Snatch. is a 2000 black comedy crime film by British writer-director Guy Ritchie, and featuring an ensemble cast. Set in the London criminal underworld, the movie contains two intertwined plots — one dealing with the search for a stolen diamond, the other with a small-time boxing promoter named Turkish (Jason Statham) who finds himself under the thumb of a psychotic gangster named Brick Top (Alan Ford).
The film is characterized by an assortment of colourful characters, including the "pikey" Irish Traveller Mickey O'Neil (Brad Pitt), Russian-Uzbek ex-KGB agent and arms-dealer Boris 'the Blade' Yurinov (or Boris the Bullet-Dodger) (Rade Sherbedgia), professional thief-gambling addict Frankie "Four-Fingers" (Benicio del Toro) and bounty hunter Bullet-Tooth Tony (Vinnie Jones). It is also distinguished by a kinetic direction and editing style, a circular plot featuring numerous ironic twists of chance and causality, and a fast pace.

## Information given

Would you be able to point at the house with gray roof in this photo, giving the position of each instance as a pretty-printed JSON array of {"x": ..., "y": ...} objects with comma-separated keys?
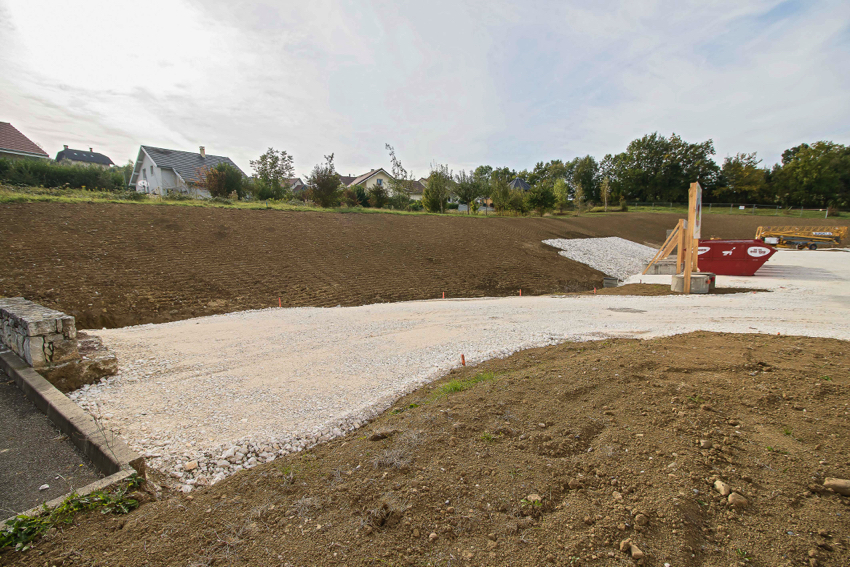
[
  {"x": 82, "y": 157},
  {"x": 159, "y": 171}
]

## Complete the following
a) Echo the passage on the film Snatch word for word, from "The film is" up to and including "a fast pace.".
b) In the passage on the film Snatch, list every actor named in parentheses after a character.

## Exercise responses
a)
The film is characterized by an assortment of colourful characters, including the "pikey" Irish Traveller Mickey O'Neil (Brad Pitt), Russian-Uzbek ex-KGB agent and arms-dealer Boris 'the Blade' Yurinov (or Boris the Bullet-Dodger) (Rade Sherbedgia), professional thief-gambling addict Frankie "Four-Fingers" (Benicio del Toro) and bounty hunter Bullet-Tooth Tony (Vinnie Jones). It is also distinguished by a kinetic direction and editing style, a circular plot featuring numerous ironic twists of chance and causality, and a fast pace.

b)
Jason Statham
Alan Ford
Brad Pitt
Rade Sherbedgia
Benicio del Toro
Vinnie Jones